Global Public Holiday API for 230 Countries - lyri787w
https://calendarific.com/?r5
======
gus_massa
Hi from Argentina!
[https://calendarific.com/holidays/2019/AR](https://calendarific.com/holidays/2019/AR)

* March Equinox Wednesday March 20: As far as I know, it is not a holiday here. The other equinoxes neither.

* Memorial Day Sunday March 24: It's a bad translation of the name [https://en.wikipedia.org/wiki/Day_of_Remembrance_for_Truth_a...](https://en.wikipedia.org/wiki/Day_of_Remembrance_for_Truth_and_Justice)

**Things to do**
• 1. Translate this sentence from the holiday API thread into Spanish: "As far as I know, it is not a holiday here."
• 2. From the holiday API thread, write out the part that starts with the words "Global Public Holiday" and ends with "other equinoxes neither.".

**Source material**
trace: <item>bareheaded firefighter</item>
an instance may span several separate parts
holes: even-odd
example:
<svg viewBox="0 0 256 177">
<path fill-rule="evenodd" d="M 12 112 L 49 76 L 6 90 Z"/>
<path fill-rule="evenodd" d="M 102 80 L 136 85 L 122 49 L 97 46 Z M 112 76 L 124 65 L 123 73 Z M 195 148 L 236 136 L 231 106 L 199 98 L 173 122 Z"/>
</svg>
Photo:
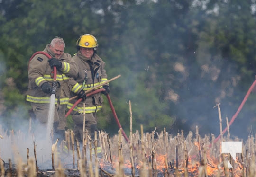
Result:
<svg viewBox="0 0 256 177">
<path fill-rule="evenodd" d="M 105 63 L 97 53 L 98 43 L 96 38 L 90 34 L 83 35 L 77 40 L 76 46 L 77 52 L 72 57 L 78 67 L 78 77 L 75 78 L 75 80 L 84 91 L 106 82 L 108 79 L 104 69 Z M 84 116 L 85 129 L 88 131 L 91 138 L 94 138 L 95 131 L 97 131 L 96 112 L 101 109 L 103 101 L 101 93 L 106 95 L 110 91 L 108 83 L 97 89 L 102 88 L 105 91 L 87 96 L 74 108 L 71 113 L 74 123 L 74 133 L 76 138 L 80 141 L 82 140 L 83 137 Z M 74 96 L 73 93 L 71 92 L 71 95 L 72 97 Z M 78 99 L 71 100 L 67 105 L 69 109 L 73 106 Z"/>
<path fill-rule="evenodd" d="M 64 139 L 67 128 L 65 111 L 70 90 L 72 89 L 73 94 L 80 97 L 85 94 L 83 90 L 81 91 L 81 87 L 73 80 L 73 77 L 78 74 L 77 66 L 71 59 L 71 55 L 64 52 L 64 48 L 63 39 L 56 37 L 46 45 L 42 52 L 36 53 L 31 58 L 28 64 L 29 83 L 27 95 L 27 101 L 30 102 L 35 117 L 35 132 L 39 135 L 40 133 L 43 134 L 43 131 L 46 130 L 45 126 L 39 125 L 47 125 L 51 95 L 55 95 L 55 111 L 53 111 L 53 138 L 60 139 Z M 57 69 L 55 74 L 57 84 L 54 88 L 55 66 Z M 39 129 L 41 127 L 42 130 Z"/>
</svg>

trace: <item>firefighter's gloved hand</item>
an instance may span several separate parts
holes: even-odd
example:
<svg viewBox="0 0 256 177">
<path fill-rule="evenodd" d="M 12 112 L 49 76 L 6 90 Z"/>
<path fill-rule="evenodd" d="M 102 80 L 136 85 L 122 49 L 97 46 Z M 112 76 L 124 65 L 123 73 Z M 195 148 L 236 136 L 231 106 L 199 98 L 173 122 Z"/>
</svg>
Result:
<svg viewBox="0 0 256 177">
<path fill-rule="evenodd" d="M 52 58 L 48 60 L 48 62 L 49 62 L 51 68 L 53 68 L 54 66 L 56 66 L 58 70 L 61 69 L 61 62 L 56 58 Z"/>
<path fill-rule="evenodd" d="M 45 82 L 41 86 L 42 90 L 45 93 L 50 94 L 52 92 L 52 86 L 48 82 Z"/>
<path fill-rule="evenodd" d="M 105 91 L 102 91 L 101 93 L 103 93 L 105 95 L 107 95 L 110 92 L 110 87 L 108 85 L 104 85 L 103 86 L 103 88 L 105 89 Z"/>
<path fill-rule="evenodd" d="M 86 99 L 86 94 L 85 94 L 84 91 L 82 90 L 77 95 L 77 97 L 78 98 L 82 98 L 83 101 L 85 101 Z"/>
</svg>

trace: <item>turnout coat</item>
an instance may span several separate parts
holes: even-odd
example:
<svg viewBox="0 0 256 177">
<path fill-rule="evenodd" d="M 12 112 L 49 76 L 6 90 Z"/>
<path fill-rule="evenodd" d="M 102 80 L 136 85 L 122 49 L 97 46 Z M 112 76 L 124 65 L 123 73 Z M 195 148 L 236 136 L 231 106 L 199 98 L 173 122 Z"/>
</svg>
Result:
<svg viewBox="0 0 256 177">
<path fill-rule="evenodd" d="M 105 62 L 94 53 L 91 59 L 82 55 L 80 51 L 72 57 L 78 67 L 78 74 L 75 78 L 80 86 L 86 91 L 108 80 L 105 70 Z M 108 85 L 108 84 L 106 84 Z M 102 88 L 102 86 L 98 89 Z M 73 89 L 71 90 L 73 91 Z M 71 92 L 71 97 L 75 96 Z M 70 109 L 77 99 L 72 100 L 68 103 L 67 107 Z M 83 113 L 83 103 L 85 105 L 85 113 L 95 113 L 102 108 L 103 99 L 101 93 L 87 97 L 85 101 L 82 100 L 73 109 L 78 113 Z"/>
<path fill-rule="evenodd" d="M 54 53 L 47 44 L 43 51 L 55 57 Z M 78 74 L 78 69 L 71 55 L 64 53 L 59 59 L 62 62 L 61 69 L 57 70 L 57 81 L 59 87 L 56 89 L 55 104 L 67 104 L 70 97 L 70 90 L 75 94 L 79 93 L 82 88 L 72 77 Z M 36 55 L 28 64 L 28 89 L 27 101 L 36 103 L 50 103 L 50 94 L 44 92 L 41 86 L 46 82 L 51 85 L 53 82 L 53 69 L 51 68 L 48 57 L 43 54 Z"/>
</svg>

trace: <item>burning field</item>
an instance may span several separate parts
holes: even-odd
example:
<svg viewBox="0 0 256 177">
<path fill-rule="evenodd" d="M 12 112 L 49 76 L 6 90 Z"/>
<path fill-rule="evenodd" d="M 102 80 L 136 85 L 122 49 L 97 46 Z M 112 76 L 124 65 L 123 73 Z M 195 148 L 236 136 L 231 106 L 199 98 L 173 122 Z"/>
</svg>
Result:
<svg viewBox="0 0 256 177">
<path fill-rule="evenodd" d="M 78 142 L 68 130 L 65 141 L 48 144 L 21 132 L 8 135 L 2 130 L 1 176 L 255 176 L 255 137 L 231 140 L 228 133 L 215 142 L 214 135 L 201 137 L 198 132 L 186 136 L 182 131 L 172 135 L 165 129 L 144 133 L 141 126 L 128 142 L 119 130 L 111 137 L 99 132 L 95 140 L 85 132 L 84 142 Z M 242 153 L 235 159 L 221 153 L 221 141 L 242 142 Z"/>
</svg>

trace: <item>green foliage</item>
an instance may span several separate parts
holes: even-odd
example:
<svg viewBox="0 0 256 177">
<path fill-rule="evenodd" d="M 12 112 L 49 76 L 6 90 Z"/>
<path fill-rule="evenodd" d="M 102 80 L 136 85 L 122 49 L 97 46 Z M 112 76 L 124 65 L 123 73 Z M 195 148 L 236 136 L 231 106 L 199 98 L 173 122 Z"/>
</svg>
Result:
<svg viewBox="0 0 256 177">
<path fill-rule="evenodd" d="M 134 130 L 142 124 L 146 131 L 166 127 L 176 133 L 201 125 L 202 132 L 218 133 L 218 115 L 212 107 L 221 102 L 224 114 L 231 117 L 255 79 L 256 23 L 252 3 L 2 1 L 3 119 L 13 126 L 8 118 L 17 116 L 20 107 L 27 109 L 27 63 L 34 53 L 58 36 L 66 43 L 65 52 L 73 55 L 79 36 L 90 33 L 98 39 L 98 54 L 106 63 L 109 79 L 122 75 L 110 83 L 110 95 L 126 132 L 130 100 Z M 243 115 L 253 111 L 255 98 L 251 97 Z M 99 127 L 115 133 L 118 127 L 106 98 L 104 104 L 98 114 Z M 26 113 L 20 115 L 27 118 Z M 253 114 L 248 116 L 256 125 Z M 68 120 L 71 127 L 72 119 Z"/>
</svg>

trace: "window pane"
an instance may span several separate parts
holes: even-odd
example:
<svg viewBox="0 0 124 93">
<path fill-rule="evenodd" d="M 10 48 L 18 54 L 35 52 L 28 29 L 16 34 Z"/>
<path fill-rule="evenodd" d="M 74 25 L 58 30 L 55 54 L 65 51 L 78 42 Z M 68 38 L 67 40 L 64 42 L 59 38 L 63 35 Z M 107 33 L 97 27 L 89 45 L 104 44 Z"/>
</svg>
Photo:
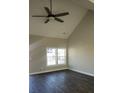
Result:
<svg viewBox="0 0 124 93">
<path fill-rule="evenodd" d="M 65 49 L 58 49 L 58 64 L 65 64 L 66 61 Z"/>
<path fill-rule="evenodd" d="M 58 56 L 58 64 L 65 64 L 65 56 Z"/>
<path fill-rule="evenodd" d="M 56 56 L 56 49 L 55 48 L 47 49 L 47 56 Z"/>
<path fill-rule="evenodd" d="M 47 65 L 56 65 L 56 49 L 47 49 Z"/>
<path fill-rule="evenodd" d="M 47 57 L 47 65 L 55 65 L 56 64 L 56 57 L 55 56 L 48 56 Z"/>
<path fill-rule="evenodd" d="M 65 49 L 58 49 L 58 56 L 65 56 Z"/>
</svg>

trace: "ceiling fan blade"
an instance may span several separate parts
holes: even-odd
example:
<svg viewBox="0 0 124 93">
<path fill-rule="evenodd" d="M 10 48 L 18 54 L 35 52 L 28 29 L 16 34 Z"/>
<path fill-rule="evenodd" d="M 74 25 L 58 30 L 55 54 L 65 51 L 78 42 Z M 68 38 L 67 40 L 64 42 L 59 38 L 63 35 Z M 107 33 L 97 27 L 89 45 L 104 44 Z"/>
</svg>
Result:
<svg viewBox="0 0 124 93">
<path fill-rule="evenodd" d="M 60 17 L 60 16 L 66 16 L 69 15 L 69 12 L 64 12 L 64 13 L 59 13 L 59 14 L 55 14 L 55 17 Z"/>
<path fill-rule="evenodd" d="M 55 17 L 55 20 L 56 20 L 56 21 L 59 21 L 59 22 L 64 22 L 62 19 L 56 18 L 56 17 Z"/>
<path fill-rule="evenodd" d="M 43 16 L 43 15 L 32 15 L 32 17 L 47 17 L 47 16 Z"/>
<path fill-rule="evenodd" d="M 48 15 L 51 15 L 51 14 L 52 14 L 51 11 L 50 11 L 50 9 L 49 9 L 48 7 L 44 7 L 44 9 L 45 9 L 46 12 L 48 13 Z"/>
<path fill-rule="evenodd" d="M 48 23 L 50 20 L 49 19 L 47 19 L 44 23 Z"/>
</svg>

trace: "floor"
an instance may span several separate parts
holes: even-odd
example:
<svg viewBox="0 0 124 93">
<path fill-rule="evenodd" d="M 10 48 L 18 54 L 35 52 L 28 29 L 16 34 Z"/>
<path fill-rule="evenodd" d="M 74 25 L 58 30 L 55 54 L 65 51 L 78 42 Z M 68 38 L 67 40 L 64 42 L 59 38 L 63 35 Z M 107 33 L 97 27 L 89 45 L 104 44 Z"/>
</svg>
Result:
<svg viewBox="0 0 124 93">
<path fill-rule="evenodd" d="M 30 75 L 30 93 L 94 93 L 94 78 L 71 70 Z"/>
</svg>

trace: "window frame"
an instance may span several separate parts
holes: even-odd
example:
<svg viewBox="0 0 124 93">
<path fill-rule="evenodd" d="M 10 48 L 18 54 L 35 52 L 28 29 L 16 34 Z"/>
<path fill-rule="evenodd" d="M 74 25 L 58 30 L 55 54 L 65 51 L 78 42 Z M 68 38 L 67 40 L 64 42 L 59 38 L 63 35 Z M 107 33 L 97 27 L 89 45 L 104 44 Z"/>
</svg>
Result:
<svg viewBox="0 0 124 93">
<path fill-rule="evenodd" d="M 47 50 L 49 49 L 49 48 L 52 48 L 52 49 L 56 49 L 56 64 L 55 65 L 48 65 L 48 56 L 47 56 Z M 65 50 L 65 62 L 63 63 L 63 64 L 58 64 L 58 49 L 64 49 Z M 47 67 L 55 67 L 55 66 L 64 66 L 64 65 L 66 65 L 67 64 L 67 60 L 66 60 L 66 48 L 54 48 L 54 47 L 47 47 L 46 48 L 46 66 Z"/>
</svg>

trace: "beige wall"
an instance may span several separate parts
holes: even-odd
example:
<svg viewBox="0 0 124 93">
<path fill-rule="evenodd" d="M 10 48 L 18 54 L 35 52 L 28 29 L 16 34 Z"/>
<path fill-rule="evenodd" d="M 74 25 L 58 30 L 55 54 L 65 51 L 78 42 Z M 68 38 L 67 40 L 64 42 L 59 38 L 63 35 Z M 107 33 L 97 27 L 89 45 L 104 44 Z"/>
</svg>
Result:
<svg viewBox="0 0 124 93">
<path fill-rule="evenodd" d="M 69 68 L 94 74 L 94 16 L 88 11 L 68 39 Z"/>
<path fill-rule="evenodd" d="M 62 66 L 46 66 L 46 48 L 66 48 L 66 39 L 47 38 L 30 35 L 30 60 L 29 73 L 44 72 L 48 70 L 56 70 L 67 68 L 67 65 Z"/>
</svg>

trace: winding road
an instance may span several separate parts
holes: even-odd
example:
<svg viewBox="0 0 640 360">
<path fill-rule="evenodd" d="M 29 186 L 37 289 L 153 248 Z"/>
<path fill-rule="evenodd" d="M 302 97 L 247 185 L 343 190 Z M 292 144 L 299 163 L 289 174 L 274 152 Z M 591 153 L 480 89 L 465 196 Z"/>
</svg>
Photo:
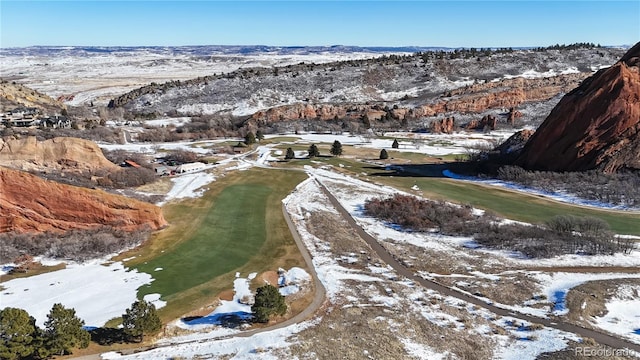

**Answers by item**
• 1. Hasta donde sé, aquí no es feriado.

• 2.
Global Public Holiday API for 230 Countries - lyri787w
https://calendarific.com/?r5
======
gus_massa
Hi from Argentina!
[https://calendarific.com/holidays/2019/AR](https://calendarific.com/holidays/2019/AR)

* March Equinox Wednesday March 20: As far as I know, it is not a holiday here. The other equinoxes neither.